SERIE DI ESERCIZI:
1 – Riscrivi il passo del testo sui maltrattamenti in famiglia compreso tra "Le conseguenze psicologiche" e "di persone minori.", estremi inclusi, mettendo "Suprema Corte" al posto di "Cassazione penale".
2 – Prosegui il testo sui maltrattamenti in famiglia dal punto in cui termina.

TESTO DI LETTURA:
:::
Le conseguenze psicologiche dannose che riporta un figlio nell'assistere a episodi di maltrattamento, commessi dal padre nei confronti della madre, non sono meno gravi rispetto a quelli che riporterebbe nel caso il bambino ne fosse vittima. Questo il principio fissato dalla Cassazione penale che ha ritenuto valida ed ha confermato la condanna ad una pena più grave, stabilita dal Codice con un’aggravante unica, senza distinzione tra i maltrattamenti compiuti “in presenza” e quelli commessi “in danno” di persone minori.
COSA PREVEDE IL CODICE
Il reato di maltrattamenti contro familiari o conviventi è previsto dall’articolo 572 del Codice penale, il quale stabilisce che chiunque maltratta una persona della famiglia o comunque convivente, è punito con la reclusione da tre a sette anni. Il secondo comma prevede che “la pena è aumentata fino alla metà se il fatto è commesso in presenza o in danno di persona minore, di donna in stato di gravidanza o di persona con disabilità”. La legge quindi, in considerazione della maggiore sensibilità a livello emotivo del minore che non abbia completato il proprio sviluppo psico fisico, equipara il bambino che assiste al maltrattamento della madre alla persona effettivamente maltrattata. Va sottolineato che si tratta di un aumento di pena non stabilito in maniera fissa, perché il giudice può aumentarlo “fino alla metà” proporzionandolo alla gravità di quanto accaduto nel caso concreto.
:::
ESTRATTO DATI:
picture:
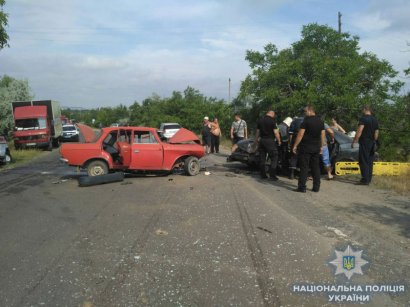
:::
RISPOSTE AGLI ESERCIZI:
1 –
Le conseguenze psicologiche dannose che riporta un figlio nell'assistere a episodi di maltrattamento, commessi dal padre nei confronti della madre, non sono meno gravi rispetto a quelli che riporterebbe nel caso il bambino ne fosse vittima. Questo il principio fissato dalla Suprema Corte che ha ritenuto valida ed ha confermato la condanna ad una pena più grave, stabilita dal Codice con un’aggravante unica, senza distinzione tra i maltrattamenti compiuti “in presenza” e quelli commessi “in danno” di persone minori.

2 –
LA VICENDA PROCESSUALE
Un uomo viene condannato in sede di appello alla pena di sei anni di reclusione per maltrattamenti in famiglia, reato commesso in danno della compagna in presenza del figlio minore. Nel corso del giudizio è emerso molto chiaramente che l’uomo ha sottoposto per molto tempo (diversi anni) la compagna a crescenti vessazioni, umiliazioni, percosse e intimidazioni. Contrariamente a quanto affermato dal difensore dell'imputato tali maltrattamenti non si sono manifestati in modo episodico e sporadico. Infatti, è stato accertato che si è trattato “di una prolungata e unitaria sequenza di violenze fisiche e morali, perpetrate dall'imputato nei confronti della compagna”. L'imputato, a mezzo difensore, ha proposto ricorso in Cassazione sostenendo che nella convivenza ci sono stati anche periodi di calma e disapprovando la condanna inflitta per le dichiarazioni non veritiere rese dalla compagna in relazione ai fatti di cui è stato accusato. L'incolpato chiede poi che venga sollevata questione di legittimità costituzionale, ritenendo incostituzionale la norma codicistica sull’aggravio di pena, per il fatto che considera il minore che assiste al reato alla stregua della persona che lo subisce. Per il ricorrente il legislatore, ha irragionevolmente parificato la commissione di un delitto davanti a un minore al reato commesso in danno, violando in questo modo l'articolo 3 della Costituzione.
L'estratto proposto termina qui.